Obesity Fuels Chronic Kidney Diseases

A health survey conducted by the Dubai Health Authority in collaboration with the Dubai Statistics Centre revealed that 11.9% of people in Dubai suffer from obesity.[i] The growing issue of obesity plays a key role in reducing people’s life expectancy and causes several severe health conditions. Obesity is a combination of factors including high calorie intake, lack of exercise, sedentary lifestyle practices etc. Obesity is now a growing phenomenon across the globe and is one of the key factors responsible for a number of chronic diseases including kidney diseases.

Obesity causes mortality due to diabetes, stroke, conditions of the heart, certain cancers etc. However, a rarely discussed and rather unknown fact is the link between obesity and its consequences on the kidney. Obesity is directly linked to chronic kidney diseases (CKD) and its progression because obesity facilitates diabetes and hypertension which are the two common causes of kidney conditions. Body Mass Index (BMI) is the most used parameter to determine obesity, however, the waist circumference or waist to hip ratio is a better indicator of chronic health conditions. Obesity influences chronic kidney conditions in two ways; an obese individual is at a higher risk of diabetes and high BP which are causative factors of CKD. On the other hand, an obese individual’s kidneys will have to function much harder for the process of filtration in order to meet the demands of a person with higher BMI. An obese individual can also be at the risk of having kidney failure.

Point localization data:
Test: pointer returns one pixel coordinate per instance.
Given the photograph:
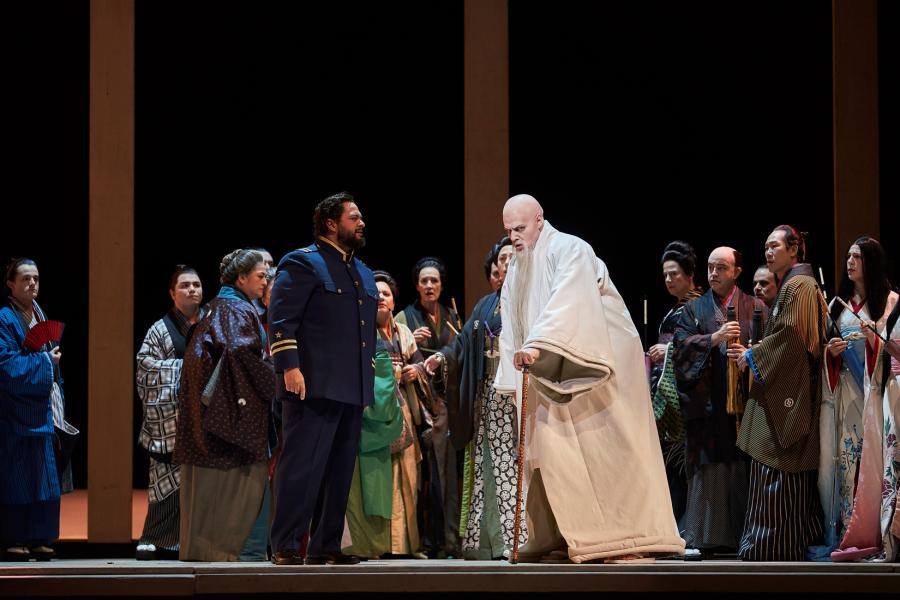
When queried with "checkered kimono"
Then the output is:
(158, 372)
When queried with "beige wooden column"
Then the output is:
(486, 136)
(856, 186)
(111, 274)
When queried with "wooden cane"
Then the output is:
(514, 559)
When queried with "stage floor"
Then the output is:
(127, 577)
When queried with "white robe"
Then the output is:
(590, 429)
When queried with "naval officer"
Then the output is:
(322, 330)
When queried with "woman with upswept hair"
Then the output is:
(224, 415)
(851, 410)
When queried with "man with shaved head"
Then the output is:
(597, 487)
(716, 468)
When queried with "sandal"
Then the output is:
(16, 553)
(42, 553)
(629, 559)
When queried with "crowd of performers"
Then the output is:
(302, 417)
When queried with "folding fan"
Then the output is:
(42, 333)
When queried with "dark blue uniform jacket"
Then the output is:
(322, 320)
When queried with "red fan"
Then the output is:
(42, 333)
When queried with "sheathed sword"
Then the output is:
(514, 559)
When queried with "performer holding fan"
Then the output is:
(35, 439)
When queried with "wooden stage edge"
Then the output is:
(124, 578)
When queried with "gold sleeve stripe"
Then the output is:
(277, 350)
(283, 342)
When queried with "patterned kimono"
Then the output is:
(841, 422)
(484, 423)
(667, 407)
(874, 527)
(439, 486)
(716, 468)
(222, 439)
(31, 405)
(158, 371)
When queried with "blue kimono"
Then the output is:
(29, 483)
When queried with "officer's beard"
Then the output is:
(348, 239)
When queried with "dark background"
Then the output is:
(633, 125)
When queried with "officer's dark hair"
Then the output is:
(385, 277)
(792, 237)
(430, 261)
(12, 269)
(178, 272)
(237, 263)
(332, 208)
(494, 255)
(683, 254)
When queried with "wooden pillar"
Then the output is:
(486, 91)
(111, 274)
(856, 185)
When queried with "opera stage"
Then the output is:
(129, 578)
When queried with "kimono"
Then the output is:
(31, 406)
(484, 423)
(439, 487)
(716, 468)
(384, 520)
(841, 420)
(222, 439)
(595, 475)
(780, 428)
(874, 527)
(667, 407)
(157, 373)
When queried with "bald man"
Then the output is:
(716, 468)
(597, 486)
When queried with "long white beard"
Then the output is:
(519, 294)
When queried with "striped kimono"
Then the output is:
(780, 429)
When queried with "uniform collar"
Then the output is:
(345, 256)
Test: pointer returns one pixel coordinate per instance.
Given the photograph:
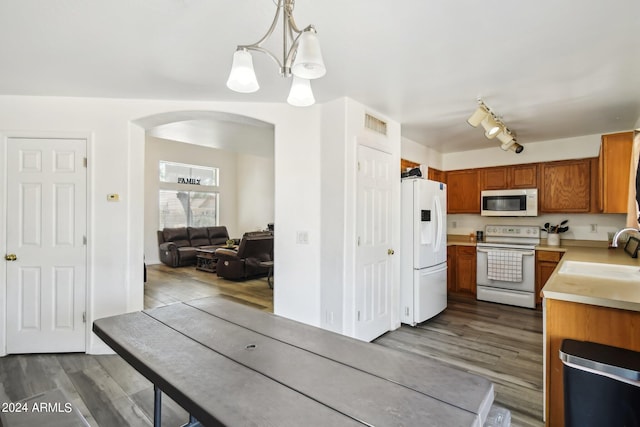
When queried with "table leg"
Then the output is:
(193, 422)
(157, 406)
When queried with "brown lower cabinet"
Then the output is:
(461, 262)
(546, 262)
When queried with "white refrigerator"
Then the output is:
(423, 256)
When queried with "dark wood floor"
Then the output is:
(498, 342)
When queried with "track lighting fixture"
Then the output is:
(301, 57)
(494, 127)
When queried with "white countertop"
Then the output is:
(590, 290)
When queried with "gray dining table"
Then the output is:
(228, 364)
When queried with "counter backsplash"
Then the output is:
(581, 224)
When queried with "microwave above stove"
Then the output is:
(521, 202)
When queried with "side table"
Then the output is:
(206, 260)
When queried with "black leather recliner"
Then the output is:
(177, 246)
(244, 263)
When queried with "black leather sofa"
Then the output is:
(254, 248)
(178, 245)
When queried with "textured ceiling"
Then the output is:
(550, 69)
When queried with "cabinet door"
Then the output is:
(565, 186)
(463, 191)
(615, 164)
(546, 262)
(436, 175)
(466, 270)
(495, 178)
(524, 176)
(451, 269)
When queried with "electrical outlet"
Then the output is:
(302, 238)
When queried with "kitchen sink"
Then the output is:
(601, 270)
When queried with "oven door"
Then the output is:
(527, 282)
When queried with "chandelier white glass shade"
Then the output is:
(301, 57)
(300, 94)
(494, 127)
(242, 77)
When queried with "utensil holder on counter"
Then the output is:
(553, 239)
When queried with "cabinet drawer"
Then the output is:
(552, 256)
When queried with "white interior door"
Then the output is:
(46, 231)
(376, 175)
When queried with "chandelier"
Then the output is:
(301, 58)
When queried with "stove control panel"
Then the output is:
(512, 231)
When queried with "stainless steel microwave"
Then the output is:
(522, 202)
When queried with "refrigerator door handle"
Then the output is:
(438, 209)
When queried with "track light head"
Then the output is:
(478, 116)
(491, 126)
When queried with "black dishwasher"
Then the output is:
(601, 385)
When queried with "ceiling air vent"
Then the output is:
(375, 124)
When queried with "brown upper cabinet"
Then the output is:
(463, 191)
(565, 186)
(504, 177)
(614, 165)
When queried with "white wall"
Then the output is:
(161, 149)
(411, 150)
(579, 224)
(116, 165)
(255, 193)
(558, 149)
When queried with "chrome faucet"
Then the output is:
(614, 241)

**INSTRUCTIONS:**
1 – Answer these questions about the passage on obesity and kidney disease.
(a) What percentage of people in Dubai suffer from obesity, according to the survey?
(b) Which two common causes of kidney conditions does obesity facilitate?
(c) What is named as the most used parameter to determine obesity?
2 – Return the stretch of the obesity passage from "A health survey" through "including kidney diseases.", copied word for word.

**EXERCISE RESULTS:**
1 –
(a) 11.9%
(b) Diabetes and hypertension
(c) Body Mass Index (BMI)

2 –
A health survey conducted by the Dubai Health Authority in collaboration with the Dubai Statistics Centre revealed that 11.9% of people in Dubai suffer from obesity.[i] The growing issue of obesity plays a key role in reducing people’s life expectancy and causes several severe health conditions. Obesity is a combination of factors including high calorie intake, lack of exercise, sedentary lifestyle practices etc. Obesity is now a growing phenomenon across the globe and is one of the key factors responsible for a number of chronic diseases including kidney diseases.